**Written tasks:**
1. In the article about changes for Darlington council staff, why does Dawn Taylor say pay matters? Answer in one to three sentences.
2. Decide whether each statement agrees with the article about changes for Darlington council staff. Give yes or no for each, with the deciding words from the article quoted.
(a) Up to 30 staff in the council's environmental services department face changes to their working conditions.
(b) The council announced the potential changes at a public meeting.
(c) Unison says the cabinet's move on the lowest hourly pay rate brings it up to the living wage.
3. Continue the article about changes for Darlington council staff from the point where it stops.

**Excerpt:**
Up to 30 members of staff in the environmental services department at Darlington Borough Council will see their working conditions change.
Unison, the public sector union, called the proposed changes unfair, saying the council has ‘got it wrong’ and vowed to help its members fight them.
The potential changes, which include a switch to a four-day week, came to light after an affected employee contacted The Northern Echo.
Environmental services covers a range of council functions, from rubbish collection, street cleaning, cemetery maintenance and dealing with dog waste.
Dawn Taylor, assistant secretary of the Darlington branch of Unison, said: “Yet again, our low-paid members are being squeezed the hardest, with continued cuts to their pay and conditions.
“It is unfair that those people who provide essential public services are denied a wage that gives them a decent standard of living.
“The authority has trumpeted its drive to boost local economic growth, that is why pay matters.
“Our community depends on people being in work and earning decent pay, pay that gets spent where we live, boosting local businesses and creating new jobs. The authority has got it wrong.
“Cabinet has agreed to move the lowest hourly pay rate to scale point ten.
“While they're giving a small amount to some with one hand, they're taking off others to pay for it.
“We welcome the small amount of help for the lowest paid, but it's still not the living wage.

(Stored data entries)
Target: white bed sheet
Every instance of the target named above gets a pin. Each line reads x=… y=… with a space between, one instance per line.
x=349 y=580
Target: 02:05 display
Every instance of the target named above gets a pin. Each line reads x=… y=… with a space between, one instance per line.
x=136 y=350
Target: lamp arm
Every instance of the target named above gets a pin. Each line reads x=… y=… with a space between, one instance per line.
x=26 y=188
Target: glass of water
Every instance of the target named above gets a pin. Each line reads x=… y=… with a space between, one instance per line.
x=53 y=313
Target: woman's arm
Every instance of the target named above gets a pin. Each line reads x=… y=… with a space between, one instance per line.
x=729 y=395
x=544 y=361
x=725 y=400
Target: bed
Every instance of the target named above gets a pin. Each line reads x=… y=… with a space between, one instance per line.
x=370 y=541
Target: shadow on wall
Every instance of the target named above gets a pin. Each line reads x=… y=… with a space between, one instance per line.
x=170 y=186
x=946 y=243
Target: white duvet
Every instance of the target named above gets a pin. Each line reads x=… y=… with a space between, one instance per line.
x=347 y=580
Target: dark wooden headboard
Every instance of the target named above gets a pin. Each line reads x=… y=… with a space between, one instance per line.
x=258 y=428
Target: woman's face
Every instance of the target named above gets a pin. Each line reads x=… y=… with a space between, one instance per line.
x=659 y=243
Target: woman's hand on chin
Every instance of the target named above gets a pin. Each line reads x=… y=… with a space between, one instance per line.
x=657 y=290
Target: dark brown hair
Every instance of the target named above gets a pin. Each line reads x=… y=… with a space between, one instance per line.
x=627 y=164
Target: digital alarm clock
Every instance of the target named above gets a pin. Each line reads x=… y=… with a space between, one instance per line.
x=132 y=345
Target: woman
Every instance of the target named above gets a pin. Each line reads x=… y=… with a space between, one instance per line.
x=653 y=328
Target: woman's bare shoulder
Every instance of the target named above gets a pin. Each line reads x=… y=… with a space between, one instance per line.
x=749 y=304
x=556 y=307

**Answer list:**
1. She says pay matters because the authority has promoted its drive to boost local economic growth. The community depends on people being in work and earning decent pay. That pay gets spent locally, which boosts local businesses and creates new jobs.

2.
(a) Yes: "Up to 30 members of staff in the environmental services department at Darlington Borough Council will see their working conditions change."
(b) No: "came to light after an affected employee contacted The Northern Echo."
(c) No: "it's still not the living wage."

3.
“The branch will support its members at every turn and help them fights these cuts.”
A council spokeswoman said: "The council is continually restructuring its workforce to meet the challenging financial environment it is facing.
“There is a restructure taking place within environmental services and although there are enough posts for all existing employees and no proposed reduction in contracted hours, some jobs will change significantly, which will impact on salaries.
“There is the potential for up to 30 employees to see a pay reduction of up to £2,000 gross after a three-year period.
“There are also proposed changes to working arrangements, specifically to a four-day working week.
“These changes are as a result of plans already agreed, such as our amending the way we collect refuse and recycling.”
In January, the council approved changes to its rubbish collections – with general waste and recycling to be taken away on alternate weeks from October, saving some £400,000.